Not everyone is currently working at home. Several Schiphol colleagues are working at the airport, ensuring air traffic runs smoothly and caring for key workers’ children. Three colleagues share their experiences.
Deborah Garcia Loureiro, Branch Manager, CompaNanny Schiphol-CBD: ‘We’re open every day, providing childcare for parents who are key workers. We normally have five full classes, but there are now only two, and they have fewer children in them. The number of children is different each day because the parents often work variable shifts and we respond flexibly to that.
Our children’s day-care centre is part of a larger organisation and we’ve coordinated things effectively. Protocols have been drawn up and we’re following government advice to the letter. That means social distancing, working hygienically and if any children or staff are ill, they stay at home. I’m working both at home and at Schiphol and my colleagues are doing the same. Everyone’s fine with it. We’re doing important work, because we’re enabling key workers who are parents to do their work, making our contribution in these uncertain times.

•••

_PROBLEM TO SOLVE_
Continue the piece on Schiphol staff still working at the airport, starting after its last sentence.

_SUPPLIED MATERIAL_

•••

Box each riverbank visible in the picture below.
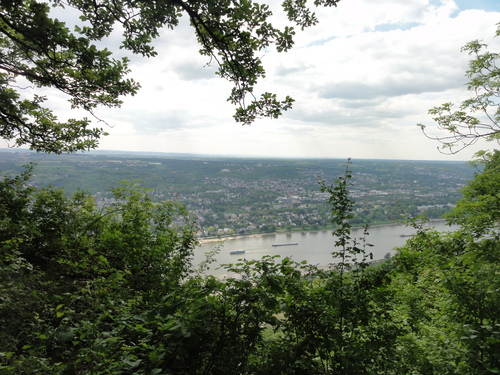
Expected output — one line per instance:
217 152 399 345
199 219 446 244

•••

_ANSWER TO THIS EXERCISE_
It’s all completely unreal. Normally, there are traffic jams on the way to work, but it’s really quiet now. All of the shops at Schiphol are closed. It’s obvious that lots of measures are in place, but everyone’s sticking to the rules. In the meantime, we’re trying to be creative by organising fun activities for the children. We’ve even made a banner to support healthcare workers and hung it in front of our centre. This is our way of supporting healthcare staff and colleagues who are key workers. We’re also sending out extra newsletters to all parents, to enable them to keep the children busy at home. In times like these, it’s important to focus on the positive.’
- - scroll down for two more stories - -
Gil Arnold, Operations Officer, Airport Control: ‘From air traffic to towing services – it’s our job to keep an eye on everything that happens airside 24/7, all year round. The coronavirus crisis is having a significant impact on our work. Today, there will be 168 aircraft arriving and departing at Schiphol, whereas there are normally around 1,200.
We’re now doing a lot of work that’s not part of the regular process. Schiphol has moved forward certain tasks, such as major maintenance projects. Having aircraft parked on Runway 18L-36R is very unusual. We’re closely involved in that process, because the towage staff report to us and we deploy marshallers to facilitate the parking places. We’re now being called on to do what we were employed for, which is to demonstrate flexibility. The positive side of the situation is that absence through sickness is at a low level in our team. We’re all healthy and we have a strong and vibrant team.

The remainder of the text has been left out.